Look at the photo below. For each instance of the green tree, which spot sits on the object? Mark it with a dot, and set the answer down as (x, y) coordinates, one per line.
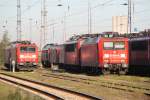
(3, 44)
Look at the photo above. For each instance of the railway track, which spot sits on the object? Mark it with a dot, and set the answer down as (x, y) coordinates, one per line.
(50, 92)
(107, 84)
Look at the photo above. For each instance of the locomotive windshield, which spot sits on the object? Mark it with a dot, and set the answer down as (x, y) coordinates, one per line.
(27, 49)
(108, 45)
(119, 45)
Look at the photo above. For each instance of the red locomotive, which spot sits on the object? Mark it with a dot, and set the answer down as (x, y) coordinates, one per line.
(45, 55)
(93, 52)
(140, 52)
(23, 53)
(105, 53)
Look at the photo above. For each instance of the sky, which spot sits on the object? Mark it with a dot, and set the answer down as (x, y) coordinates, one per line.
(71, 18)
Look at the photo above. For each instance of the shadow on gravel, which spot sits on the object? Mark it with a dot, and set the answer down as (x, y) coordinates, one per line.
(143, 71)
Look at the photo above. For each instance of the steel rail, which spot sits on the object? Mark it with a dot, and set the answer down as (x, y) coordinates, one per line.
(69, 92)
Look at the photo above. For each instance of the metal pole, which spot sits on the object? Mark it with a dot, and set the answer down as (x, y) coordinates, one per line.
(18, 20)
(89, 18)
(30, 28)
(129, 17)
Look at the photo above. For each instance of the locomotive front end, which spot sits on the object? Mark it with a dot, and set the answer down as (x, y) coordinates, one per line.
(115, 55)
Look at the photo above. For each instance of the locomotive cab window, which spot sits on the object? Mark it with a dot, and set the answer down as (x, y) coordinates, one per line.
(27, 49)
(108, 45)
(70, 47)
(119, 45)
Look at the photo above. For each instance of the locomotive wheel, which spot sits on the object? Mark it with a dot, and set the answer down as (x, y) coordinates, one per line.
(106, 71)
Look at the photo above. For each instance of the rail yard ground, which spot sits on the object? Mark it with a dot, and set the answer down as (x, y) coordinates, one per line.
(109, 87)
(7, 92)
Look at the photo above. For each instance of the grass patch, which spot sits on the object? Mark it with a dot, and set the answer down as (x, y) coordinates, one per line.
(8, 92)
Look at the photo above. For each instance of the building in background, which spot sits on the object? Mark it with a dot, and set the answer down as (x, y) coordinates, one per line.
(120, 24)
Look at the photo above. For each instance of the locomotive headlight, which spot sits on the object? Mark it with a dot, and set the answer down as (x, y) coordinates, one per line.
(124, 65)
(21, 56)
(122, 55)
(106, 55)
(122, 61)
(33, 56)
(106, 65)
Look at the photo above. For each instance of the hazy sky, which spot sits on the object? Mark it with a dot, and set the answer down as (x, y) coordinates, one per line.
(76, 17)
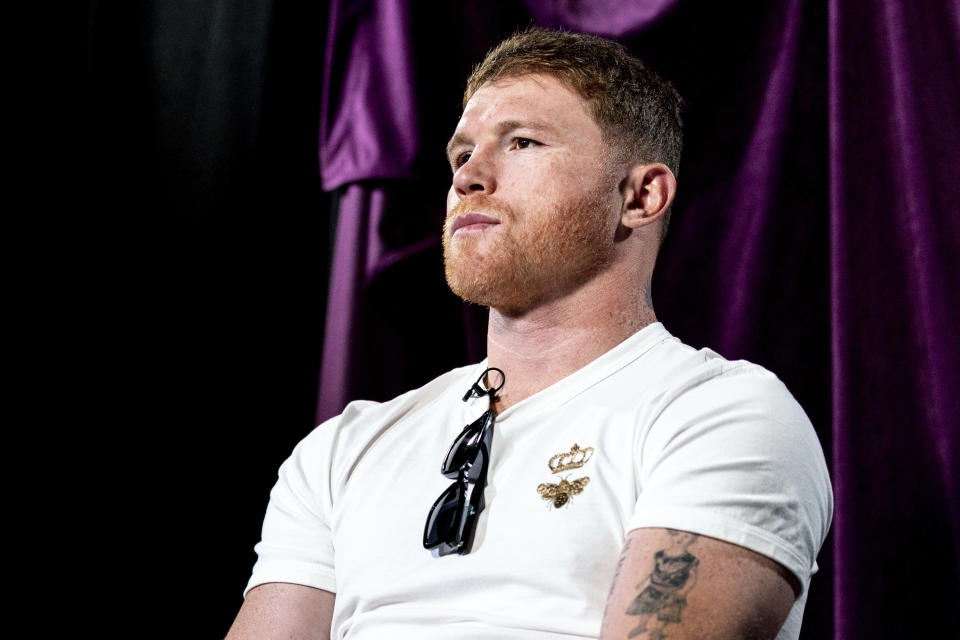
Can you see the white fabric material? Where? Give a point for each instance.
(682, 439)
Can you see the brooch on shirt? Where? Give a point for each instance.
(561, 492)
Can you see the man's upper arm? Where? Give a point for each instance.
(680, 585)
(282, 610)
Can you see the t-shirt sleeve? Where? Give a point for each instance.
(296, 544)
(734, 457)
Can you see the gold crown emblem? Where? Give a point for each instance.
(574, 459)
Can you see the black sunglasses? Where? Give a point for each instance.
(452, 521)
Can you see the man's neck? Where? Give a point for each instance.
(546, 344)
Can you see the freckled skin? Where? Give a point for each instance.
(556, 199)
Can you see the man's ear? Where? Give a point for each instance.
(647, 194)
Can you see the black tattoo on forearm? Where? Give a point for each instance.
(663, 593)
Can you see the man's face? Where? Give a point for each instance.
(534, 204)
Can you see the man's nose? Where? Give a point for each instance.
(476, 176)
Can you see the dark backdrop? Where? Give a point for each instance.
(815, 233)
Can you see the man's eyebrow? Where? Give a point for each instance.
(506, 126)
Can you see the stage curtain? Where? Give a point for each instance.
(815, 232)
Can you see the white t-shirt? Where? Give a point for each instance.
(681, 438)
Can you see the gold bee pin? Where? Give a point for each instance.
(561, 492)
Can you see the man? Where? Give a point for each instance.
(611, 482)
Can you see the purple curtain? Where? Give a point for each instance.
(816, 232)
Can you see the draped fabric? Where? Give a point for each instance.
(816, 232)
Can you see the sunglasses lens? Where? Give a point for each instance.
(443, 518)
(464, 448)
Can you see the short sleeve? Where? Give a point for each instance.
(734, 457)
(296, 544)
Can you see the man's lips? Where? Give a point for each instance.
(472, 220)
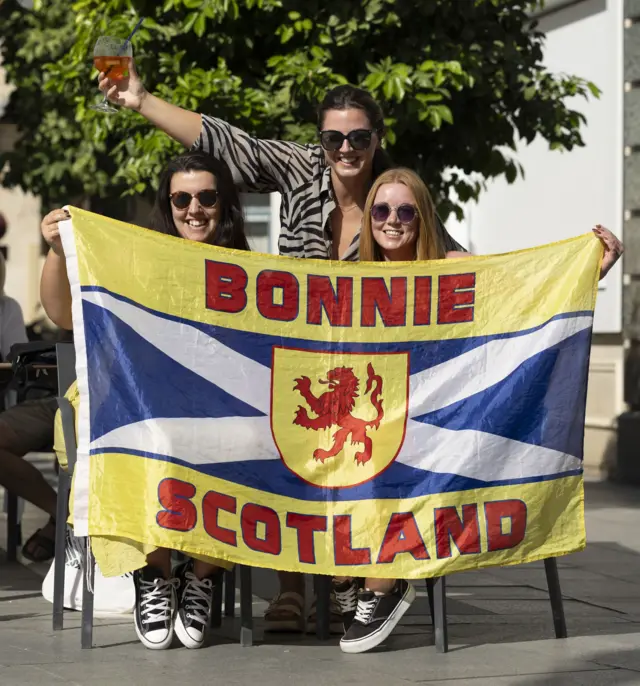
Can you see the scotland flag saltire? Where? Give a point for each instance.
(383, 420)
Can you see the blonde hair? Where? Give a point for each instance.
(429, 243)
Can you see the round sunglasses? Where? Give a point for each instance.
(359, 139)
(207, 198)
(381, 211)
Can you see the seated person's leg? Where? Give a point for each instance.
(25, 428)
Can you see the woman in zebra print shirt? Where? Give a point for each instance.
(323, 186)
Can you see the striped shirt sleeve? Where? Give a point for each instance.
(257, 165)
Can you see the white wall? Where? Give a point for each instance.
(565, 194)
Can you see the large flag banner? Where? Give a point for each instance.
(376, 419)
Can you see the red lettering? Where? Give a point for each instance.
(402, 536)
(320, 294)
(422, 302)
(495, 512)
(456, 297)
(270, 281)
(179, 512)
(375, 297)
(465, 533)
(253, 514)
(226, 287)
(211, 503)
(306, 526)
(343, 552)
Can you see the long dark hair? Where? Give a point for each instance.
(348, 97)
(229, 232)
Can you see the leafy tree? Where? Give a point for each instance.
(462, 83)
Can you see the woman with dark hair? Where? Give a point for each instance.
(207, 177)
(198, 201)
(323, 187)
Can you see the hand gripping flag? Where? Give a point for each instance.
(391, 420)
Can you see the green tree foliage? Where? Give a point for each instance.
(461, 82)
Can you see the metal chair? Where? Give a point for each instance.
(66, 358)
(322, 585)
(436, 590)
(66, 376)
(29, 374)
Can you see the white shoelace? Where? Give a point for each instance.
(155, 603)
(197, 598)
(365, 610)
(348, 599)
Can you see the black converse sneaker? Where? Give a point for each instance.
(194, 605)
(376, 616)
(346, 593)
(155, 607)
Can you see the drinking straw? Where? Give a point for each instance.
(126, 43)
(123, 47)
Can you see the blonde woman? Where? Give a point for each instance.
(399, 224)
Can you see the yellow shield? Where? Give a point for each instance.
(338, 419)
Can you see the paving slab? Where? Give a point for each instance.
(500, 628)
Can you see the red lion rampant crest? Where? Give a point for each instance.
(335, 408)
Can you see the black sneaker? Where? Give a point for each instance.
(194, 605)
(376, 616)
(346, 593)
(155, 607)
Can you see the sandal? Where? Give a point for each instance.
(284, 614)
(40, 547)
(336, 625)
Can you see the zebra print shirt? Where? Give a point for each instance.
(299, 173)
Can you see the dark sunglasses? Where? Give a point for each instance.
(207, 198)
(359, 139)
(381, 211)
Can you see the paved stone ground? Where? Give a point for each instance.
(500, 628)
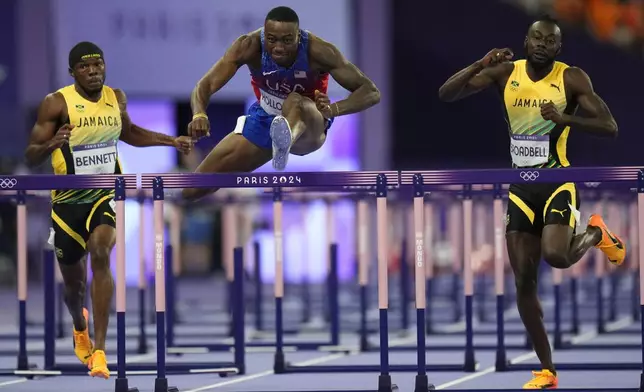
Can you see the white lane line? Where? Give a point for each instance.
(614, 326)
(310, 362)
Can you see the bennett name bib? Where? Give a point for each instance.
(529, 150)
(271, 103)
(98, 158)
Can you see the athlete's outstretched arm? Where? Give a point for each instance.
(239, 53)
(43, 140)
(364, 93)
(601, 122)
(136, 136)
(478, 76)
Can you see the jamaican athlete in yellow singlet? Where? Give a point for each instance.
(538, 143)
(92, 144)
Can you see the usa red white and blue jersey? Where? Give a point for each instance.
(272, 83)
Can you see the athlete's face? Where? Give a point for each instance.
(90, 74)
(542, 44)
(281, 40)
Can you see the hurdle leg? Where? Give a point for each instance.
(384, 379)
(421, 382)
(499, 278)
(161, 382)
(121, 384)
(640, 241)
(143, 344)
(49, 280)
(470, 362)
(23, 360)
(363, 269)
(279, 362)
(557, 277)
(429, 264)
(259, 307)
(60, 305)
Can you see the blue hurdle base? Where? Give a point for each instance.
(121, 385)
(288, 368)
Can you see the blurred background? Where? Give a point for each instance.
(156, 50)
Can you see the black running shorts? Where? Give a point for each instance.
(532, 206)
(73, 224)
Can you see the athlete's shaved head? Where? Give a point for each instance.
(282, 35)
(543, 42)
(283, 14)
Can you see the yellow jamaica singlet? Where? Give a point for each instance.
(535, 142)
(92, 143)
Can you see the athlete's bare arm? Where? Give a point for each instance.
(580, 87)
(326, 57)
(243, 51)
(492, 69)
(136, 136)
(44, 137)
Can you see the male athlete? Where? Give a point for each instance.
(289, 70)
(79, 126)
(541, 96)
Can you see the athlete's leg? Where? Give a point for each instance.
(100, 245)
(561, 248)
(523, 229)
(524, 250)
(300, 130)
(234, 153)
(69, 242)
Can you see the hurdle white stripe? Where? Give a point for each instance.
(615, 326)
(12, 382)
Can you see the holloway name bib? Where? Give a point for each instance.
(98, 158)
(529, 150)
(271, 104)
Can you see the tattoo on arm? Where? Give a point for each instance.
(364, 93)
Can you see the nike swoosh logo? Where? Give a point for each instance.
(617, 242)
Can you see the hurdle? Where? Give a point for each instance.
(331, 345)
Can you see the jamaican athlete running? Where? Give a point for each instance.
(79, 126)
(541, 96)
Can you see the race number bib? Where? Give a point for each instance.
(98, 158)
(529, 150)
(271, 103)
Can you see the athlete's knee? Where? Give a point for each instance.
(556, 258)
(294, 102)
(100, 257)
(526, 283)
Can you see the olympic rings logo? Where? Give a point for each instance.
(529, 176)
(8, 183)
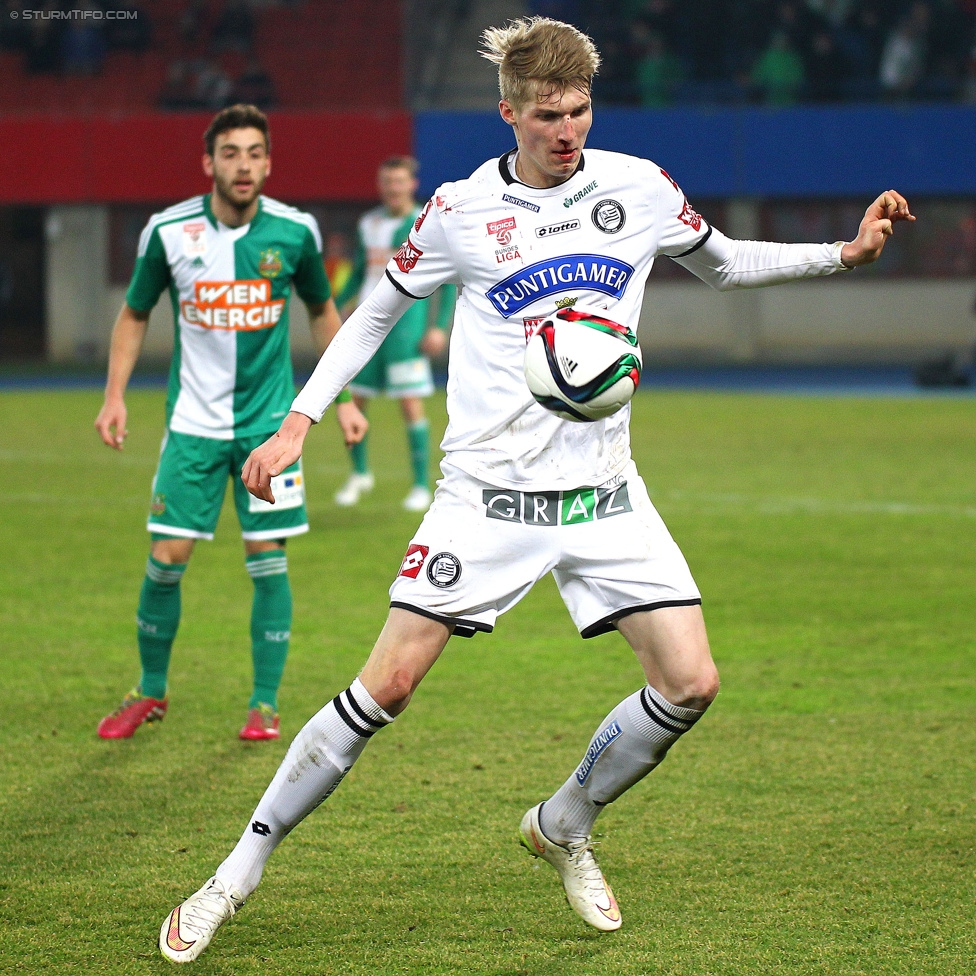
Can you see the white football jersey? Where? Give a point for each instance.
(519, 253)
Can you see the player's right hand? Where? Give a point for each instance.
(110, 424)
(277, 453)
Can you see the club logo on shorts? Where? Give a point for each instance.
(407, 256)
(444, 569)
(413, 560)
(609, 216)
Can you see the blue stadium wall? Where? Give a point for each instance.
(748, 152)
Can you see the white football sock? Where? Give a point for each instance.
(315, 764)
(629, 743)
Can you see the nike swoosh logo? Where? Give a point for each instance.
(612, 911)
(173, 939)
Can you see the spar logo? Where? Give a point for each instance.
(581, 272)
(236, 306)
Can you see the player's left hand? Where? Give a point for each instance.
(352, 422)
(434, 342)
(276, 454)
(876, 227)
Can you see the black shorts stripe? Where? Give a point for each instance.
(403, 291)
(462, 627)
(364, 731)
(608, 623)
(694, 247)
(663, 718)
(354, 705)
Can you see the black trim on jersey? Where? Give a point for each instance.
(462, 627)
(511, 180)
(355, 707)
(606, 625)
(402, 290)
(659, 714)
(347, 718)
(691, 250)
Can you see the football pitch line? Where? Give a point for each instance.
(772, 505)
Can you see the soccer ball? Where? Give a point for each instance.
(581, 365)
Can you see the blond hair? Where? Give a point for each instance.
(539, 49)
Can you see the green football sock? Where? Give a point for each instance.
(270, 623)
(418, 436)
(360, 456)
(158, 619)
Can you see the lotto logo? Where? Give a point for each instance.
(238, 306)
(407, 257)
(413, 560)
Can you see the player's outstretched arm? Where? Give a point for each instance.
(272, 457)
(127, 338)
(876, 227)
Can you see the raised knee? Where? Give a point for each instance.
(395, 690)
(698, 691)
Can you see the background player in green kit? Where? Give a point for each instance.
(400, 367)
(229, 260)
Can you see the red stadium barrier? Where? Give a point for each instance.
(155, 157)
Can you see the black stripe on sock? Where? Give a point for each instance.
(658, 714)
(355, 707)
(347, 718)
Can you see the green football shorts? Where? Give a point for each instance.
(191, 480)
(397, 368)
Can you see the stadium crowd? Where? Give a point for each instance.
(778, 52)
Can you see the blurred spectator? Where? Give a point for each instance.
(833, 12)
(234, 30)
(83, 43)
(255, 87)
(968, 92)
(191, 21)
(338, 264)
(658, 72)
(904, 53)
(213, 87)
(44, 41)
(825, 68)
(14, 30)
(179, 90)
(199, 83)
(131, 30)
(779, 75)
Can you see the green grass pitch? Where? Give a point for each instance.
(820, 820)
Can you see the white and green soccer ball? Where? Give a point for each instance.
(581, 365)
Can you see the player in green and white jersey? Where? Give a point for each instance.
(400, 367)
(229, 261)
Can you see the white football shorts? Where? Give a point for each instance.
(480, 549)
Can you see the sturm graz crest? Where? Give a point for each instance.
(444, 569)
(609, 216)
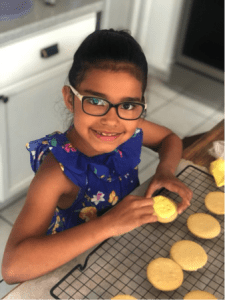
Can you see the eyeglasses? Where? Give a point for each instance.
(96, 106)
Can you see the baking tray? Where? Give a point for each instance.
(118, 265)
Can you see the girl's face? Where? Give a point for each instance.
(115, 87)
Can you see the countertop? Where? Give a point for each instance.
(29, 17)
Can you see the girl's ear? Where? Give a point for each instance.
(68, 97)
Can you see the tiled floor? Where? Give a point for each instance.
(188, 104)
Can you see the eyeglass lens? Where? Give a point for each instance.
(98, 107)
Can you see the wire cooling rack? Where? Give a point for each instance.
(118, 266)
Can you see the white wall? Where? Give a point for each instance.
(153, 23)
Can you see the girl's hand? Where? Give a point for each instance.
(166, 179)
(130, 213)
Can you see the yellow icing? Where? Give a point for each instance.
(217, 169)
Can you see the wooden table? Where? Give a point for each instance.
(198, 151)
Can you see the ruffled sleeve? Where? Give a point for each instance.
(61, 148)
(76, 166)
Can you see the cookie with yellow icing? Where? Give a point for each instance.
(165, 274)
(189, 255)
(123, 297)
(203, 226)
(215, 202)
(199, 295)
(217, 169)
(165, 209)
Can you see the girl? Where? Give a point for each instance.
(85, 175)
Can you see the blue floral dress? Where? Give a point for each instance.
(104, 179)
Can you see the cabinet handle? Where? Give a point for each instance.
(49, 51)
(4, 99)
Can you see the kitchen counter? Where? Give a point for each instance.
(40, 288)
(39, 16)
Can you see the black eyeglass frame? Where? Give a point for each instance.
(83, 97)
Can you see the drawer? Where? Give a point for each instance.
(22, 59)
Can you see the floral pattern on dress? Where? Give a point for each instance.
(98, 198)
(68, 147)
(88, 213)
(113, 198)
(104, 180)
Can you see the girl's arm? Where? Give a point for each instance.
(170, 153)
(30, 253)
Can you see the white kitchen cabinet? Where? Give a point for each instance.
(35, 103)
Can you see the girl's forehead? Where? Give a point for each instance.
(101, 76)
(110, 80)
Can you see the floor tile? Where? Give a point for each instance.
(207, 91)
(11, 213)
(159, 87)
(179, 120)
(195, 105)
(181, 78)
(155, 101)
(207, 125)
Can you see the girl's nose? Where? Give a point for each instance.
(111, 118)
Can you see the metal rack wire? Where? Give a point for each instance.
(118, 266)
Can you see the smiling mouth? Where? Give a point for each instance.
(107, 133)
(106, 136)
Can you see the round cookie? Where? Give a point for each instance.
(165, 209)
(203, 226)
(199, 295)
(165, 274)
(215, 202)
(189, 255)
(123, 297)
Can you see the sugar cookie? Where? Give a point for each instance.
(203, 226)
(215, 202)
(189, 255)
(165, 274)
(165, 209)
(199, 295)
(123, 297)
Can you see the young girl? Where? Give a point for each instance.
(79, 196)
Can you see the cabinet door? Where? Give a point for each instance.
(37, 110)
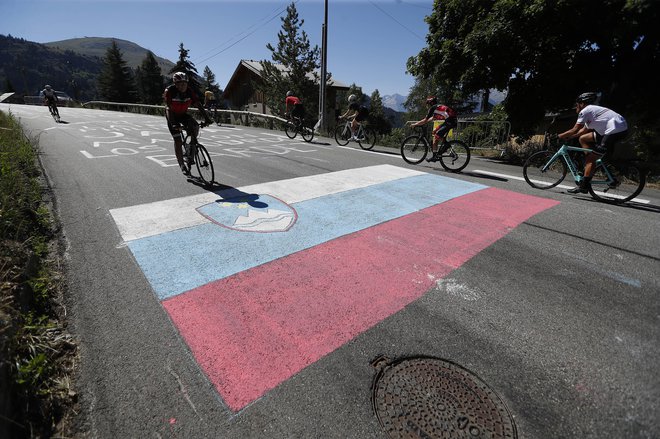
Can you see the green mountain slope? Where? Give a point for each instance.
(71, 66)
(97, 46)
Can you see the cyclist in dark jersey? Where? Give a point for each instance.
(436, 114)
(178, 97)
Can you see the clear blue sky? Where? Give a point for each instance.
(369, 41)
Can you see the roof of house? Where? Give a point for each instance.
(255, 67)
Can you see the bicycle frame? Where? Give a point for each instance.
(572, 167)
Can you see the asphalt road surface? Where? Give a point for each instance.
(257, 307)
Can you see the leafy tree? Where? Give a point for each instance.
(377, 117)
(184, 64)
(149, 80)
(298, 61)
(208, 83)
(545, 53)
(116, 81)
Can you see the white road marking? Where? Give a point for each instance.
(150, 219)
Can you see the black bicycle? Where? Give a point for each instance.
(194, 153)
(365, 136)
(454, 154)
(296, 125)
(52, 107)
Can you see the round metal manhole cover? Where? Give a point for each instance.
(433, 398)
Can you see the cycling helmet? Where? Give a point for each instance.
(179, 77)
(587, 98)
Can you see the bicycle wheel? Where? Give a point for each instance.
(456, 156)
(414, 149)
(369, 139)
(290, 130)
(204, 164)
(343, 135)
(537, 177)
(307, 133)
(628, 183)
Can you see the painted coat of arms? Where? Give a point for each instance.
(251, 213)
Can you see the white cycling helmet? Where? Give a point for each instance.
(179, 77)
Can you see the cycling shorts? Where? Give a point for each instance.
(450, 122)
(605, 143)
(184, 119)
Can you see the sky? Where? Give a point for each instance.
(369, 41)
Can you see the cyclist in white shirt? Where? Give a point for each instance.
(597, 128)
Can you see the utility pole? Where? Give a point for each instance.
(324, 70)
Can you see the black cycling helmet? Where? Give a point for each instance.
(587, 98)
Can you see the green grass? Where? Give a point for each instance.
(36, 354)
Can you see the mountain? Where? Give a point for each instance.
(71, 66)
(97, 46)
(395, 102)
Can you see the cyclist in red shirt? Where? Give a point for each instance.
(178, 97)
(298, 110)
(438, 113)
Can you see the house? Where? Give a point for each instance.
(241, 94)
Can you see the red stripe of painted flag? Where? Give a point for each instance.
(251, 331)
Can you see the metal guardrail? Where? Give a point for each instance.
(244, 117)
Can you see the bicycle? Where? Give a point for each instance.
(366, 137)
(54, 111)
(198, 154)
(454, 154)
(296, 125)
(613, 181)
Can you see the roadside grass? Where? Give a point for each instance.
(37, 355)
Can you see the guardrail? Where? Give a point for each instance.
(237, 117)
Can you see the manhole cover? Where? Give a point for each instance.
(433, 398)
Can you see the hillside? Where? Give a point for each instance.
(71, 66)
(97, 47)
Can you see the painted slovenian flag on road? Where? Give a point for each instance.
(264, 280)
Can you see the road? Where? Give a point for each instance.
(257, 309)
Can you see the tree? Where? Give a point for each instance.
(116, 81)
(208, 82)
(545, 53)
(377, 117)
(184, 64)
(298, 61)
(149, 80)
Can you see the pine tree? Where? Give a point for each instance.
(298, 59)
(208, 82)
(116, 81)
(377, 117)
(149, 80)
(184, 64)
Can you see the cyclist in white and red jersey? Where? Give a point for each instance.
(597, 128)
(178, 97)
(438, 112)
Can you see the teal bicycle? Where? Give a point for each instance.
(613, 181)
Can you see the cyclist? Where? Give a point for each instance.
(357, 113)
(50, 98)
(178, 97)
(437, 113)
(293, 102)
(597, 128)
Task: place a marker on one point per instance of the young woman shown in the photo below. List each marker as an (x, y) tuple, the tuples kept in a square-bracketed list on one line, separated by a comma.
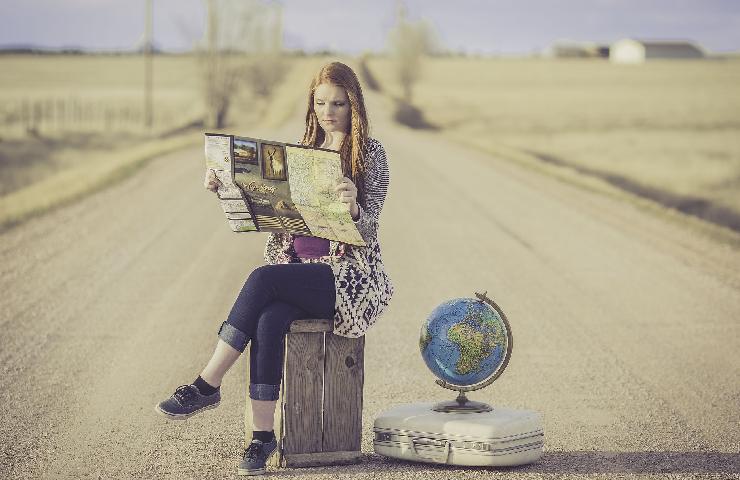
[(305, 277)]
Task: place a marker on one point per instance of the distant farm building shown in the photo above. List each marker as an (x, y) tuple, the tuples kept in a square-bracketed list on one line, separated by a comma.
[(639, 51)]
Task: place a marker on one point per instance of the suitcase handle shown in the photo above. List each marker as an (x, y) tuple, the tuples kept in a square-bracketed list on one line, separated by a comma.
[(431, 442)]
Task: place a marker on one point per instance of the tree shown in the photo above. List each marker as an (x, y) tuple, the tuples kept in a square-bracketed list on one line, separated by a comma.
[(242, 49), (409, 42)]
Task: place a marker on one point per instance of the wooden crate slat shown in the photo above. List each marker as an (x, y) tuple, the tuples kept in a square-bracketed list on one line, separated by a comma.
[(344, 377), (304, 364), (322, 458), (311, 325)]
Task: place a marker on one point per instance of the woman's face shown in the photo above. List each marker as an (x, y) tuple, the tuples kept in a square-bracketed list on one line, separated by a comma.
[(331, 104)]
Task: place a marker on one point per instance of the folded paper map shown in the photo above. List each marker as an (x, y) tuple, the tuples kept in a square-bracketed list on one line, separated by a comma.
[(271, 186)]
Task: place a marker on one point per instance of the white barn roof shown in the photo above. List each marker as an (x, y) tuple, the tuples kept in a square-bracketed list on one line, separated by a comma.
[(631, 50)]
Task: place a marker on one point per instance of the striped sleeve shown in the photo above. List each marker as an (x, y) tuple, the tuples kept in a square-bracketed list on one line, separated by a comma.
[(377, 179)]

● What to work on: Beginning at the line with "of the white", write out each line exactly as it stands until the listing ends, and add nothing.

● Exercise answer:
Task: place a marker on one point per instance of the white barn roof shown in the photo above. List each marker as an (x, y) tuple, the tuples kept in a square-bracketed list on one line, separated by a comma.
[(631, 50)]
Task: place a marker on one point per instance of the striped sleeve shown in the photo above. List each marker as an (x, y) tuple, the tuples kept in a square-bracketed list on one line, separated by a comma.
[(377, 179)]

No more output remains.